Annotated coordinate records:
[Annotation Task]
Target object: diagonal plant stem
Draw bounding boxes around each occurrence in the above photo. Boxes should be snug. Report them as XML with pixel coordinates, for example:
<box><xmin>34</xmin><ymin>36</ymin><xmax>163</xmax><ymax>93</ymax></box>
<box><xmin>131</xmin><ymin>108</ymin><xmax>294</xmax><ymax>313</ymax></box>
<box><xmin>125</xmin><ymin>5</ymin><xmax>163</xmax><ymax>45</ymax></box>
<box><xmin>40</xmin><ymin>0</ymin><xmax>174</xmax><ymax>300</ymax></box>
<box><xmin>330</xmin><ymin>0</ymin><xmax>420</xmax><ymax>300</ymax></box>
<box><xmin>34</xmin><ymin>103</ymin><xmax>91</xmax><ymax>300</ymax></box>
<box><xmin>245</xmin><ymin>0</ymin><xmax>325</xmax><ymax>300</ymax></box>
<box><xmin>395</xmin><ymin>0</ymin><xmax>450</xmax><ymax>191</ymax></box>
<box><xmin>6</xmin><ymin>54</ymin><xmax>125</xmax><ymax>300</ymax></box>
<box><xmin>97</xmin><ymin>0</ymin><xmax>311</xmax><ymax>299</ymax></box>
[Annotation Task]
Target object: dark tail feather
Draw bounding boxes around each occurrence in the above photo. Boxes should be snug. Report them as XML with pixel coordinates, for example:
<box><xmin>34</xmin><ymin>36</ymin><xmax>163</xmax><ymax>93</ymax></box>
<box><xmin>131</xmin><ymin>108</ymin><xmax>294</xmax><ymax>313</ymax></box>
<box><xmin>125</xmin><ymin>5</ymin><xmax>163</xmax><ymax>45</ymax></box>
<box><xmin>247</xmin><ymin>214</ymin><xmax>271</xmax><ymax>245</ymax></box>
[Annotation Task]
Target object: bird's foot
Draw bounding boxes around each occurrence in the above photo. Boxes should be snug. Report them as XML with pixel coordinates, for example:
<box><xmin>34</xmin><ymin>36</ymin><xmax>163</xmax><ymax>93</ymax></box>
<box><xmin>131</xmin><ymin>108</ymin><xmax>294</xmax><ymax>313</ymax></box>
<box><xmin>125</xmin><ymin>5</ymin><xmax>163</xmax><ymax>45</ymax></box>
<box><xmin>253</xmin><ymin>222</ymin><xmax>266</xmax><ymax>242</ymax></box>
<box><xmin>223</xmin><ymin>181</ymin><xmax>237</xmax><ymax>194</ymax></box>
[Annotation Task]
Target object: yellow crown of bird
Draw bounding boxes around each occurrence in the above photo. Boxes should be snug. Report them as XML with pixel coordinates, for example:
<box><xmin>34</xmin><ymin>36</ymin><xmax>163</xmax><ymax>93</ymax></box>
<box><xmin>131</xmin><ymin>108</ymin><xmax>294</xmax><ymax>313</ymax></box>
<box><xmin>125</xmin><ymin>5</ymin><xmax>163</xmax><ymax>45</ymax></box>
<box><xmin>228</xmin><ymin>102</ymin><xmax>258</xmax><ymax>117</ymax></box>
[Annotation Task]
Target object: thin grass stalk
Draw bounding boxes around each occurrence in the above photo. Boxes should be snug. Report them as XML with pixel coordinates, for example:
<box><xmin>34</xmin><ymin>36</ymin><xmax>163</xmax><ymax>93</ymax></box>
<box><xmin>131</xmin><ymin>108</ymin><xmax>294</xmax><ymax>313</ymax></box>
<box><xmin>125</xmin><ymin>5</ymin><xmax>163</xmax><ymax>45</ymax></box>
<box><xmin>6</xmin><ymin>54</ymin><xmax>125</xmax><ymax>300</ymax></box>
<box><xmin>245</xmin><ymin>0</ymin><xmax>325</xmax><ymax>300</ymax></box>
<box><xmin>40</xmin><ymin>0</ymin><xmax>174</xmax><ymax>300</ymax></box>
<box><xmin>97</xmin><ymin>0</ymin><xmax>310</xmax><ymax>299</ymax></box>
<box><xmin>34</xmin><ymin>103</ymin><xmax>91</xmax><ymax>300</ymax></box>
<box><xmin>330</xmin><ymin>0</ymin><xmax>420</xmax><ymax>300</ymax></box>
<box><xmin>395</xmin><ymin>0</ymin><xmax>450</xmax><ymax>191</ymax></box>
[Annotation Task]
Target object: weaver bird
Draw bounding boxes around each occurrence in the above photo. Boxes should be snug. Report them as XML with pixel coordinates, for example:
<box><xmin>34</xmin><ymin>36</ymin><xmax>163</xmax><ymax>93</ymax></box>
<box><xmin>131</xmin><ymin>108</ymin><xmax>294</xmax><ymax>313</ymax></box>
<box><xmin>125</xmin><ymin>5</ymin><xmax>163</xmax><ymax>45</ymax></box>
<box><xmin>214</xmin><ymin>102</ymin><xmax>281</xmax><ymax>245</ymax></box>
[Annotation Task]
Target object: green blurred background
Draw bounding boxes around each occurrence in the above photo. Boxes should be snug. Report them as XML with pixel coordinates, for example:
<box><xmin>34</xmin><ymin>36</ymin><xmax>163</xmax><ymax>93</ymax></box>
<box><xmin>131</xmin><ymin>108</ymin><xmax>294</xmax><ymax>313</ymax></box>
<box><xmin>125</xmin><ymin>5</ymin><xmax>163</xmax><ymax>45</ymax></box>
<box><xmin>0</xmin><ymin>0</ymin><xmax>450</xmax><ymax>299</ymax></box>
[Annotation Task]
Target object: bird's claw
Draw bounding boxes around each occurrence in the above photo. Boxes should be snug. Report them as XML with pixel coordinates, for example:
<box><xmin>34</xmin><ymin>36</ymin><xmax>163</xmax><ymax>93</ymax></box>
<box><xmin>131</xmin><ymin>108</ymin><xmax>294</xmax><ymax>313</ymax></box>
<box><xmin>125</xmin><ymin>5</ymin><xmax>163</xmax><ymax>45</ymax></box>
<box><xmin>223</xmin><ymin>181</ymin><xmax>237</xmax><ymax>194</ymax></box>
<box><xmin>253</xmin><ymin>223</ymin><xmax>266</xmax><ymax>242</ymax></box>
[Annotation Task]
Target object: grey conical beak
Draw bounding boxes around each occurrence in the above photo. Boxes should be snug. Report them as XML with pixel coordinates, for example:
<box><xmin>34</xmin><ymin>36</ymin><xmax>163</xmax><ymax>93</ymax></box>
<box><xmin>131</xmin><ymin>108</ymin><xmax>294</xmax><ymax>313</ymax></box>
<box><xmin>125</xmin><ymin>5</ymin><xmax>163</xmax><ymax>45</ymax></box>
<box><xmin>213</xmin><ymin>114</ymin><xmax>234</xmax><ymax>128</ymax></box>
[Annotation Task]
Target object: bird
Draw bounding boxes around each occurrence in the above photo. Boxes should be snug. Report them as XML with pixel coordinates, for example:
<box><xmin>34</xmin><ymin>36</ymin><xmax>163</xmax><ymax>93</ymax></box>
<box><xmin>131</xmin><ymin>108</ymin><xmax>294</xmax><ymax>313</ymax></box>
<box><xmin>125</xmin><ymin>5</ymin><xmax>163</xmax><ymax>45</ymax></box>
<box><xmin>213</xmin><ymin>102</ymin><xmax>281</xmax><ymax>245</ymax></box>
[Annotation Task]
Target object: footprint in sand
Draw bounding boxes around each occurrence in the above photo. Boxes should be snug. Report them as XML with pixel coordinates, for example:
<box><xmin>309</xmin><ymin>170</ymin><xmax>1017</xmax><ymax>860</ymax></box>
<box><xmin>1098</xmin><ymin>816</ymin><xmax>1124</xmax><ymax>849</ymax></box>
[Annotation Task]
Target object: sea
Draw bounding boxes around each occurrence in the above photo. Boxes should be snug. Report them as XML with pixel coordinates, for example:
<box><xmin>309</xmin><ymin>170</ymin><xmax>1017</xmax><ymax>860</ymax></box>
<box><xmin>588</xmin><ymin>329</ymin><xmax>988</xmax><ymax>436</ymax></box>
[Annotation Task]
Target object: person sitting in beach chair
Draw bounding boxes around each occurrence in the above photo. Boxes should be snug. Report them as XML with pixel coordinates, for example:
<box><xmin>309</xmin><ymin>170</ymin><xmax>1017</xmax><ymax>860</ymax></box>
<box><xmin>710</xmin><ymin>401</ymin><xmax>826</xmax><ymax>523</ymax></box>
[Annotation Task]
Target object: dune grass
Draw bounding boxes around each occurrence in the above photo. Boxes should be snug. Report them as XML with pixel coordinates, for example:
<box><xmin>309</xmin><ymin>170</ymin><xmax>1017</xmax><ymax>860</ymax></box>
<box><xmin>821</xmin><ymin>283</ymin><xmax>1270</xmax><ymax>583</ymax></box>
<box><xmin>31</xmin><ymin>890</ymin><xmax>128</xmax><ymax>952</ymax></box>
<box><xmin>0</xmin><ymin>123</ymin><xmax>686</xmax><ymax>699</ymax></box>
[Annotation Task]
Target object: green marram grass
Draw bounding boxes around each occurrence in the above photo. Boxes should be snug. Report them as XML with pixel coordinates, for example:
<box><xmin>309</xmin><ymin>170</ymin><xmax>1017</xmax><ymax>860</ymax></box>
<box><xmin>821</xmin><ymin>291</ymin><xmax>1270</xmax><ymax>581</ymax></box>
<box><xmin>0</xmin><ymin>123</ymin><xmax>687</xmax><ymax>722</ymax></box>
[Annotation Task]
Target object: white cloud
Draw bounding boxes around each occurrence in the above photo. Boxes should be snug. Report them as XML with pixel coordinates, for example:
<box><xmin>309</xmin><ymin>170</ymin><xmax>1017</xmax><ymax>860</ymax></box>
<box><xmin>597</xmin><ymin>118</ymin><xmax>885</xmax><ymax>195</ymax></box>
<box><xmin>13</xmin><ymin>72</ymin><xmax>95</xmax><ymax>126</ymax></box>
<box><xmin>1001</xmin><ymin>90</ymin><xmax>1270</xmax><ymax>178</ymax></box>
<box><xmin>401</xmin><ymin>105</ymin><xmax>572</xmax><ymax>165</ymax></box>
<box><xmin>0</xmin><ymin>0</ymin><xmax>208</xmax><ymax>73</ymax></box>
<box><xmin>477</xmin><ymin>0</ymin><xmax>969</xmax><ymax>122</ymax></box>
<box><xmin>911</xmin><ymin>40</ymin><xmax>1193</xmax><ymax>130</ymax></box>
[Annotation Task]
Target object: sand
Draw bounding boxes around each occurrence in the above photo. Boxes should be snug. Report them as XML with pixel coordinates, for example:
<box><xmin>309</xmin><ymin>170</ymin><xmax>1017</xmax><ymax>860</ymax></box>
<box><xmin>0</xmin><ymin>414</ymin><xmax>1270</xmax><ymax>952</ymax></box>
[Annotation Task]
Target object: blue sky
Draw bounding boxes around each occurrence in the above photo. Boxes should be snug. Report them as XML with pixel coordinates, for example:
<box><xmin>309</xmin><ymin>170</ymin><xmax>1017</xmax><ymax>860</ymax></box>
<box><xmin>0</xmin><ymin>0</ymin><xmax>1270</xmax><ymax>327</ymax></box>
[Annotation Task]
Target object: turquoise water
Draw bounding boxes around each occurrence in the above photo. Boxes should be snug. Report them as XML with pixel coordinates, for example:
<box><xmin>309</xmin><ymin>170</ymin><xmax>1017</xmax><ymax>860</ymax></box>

# Prompt
Report each line of the listing above that contains the string "sand", copying every such line in full.

# Solved problem
Target object: footprint in sand
Target object: sand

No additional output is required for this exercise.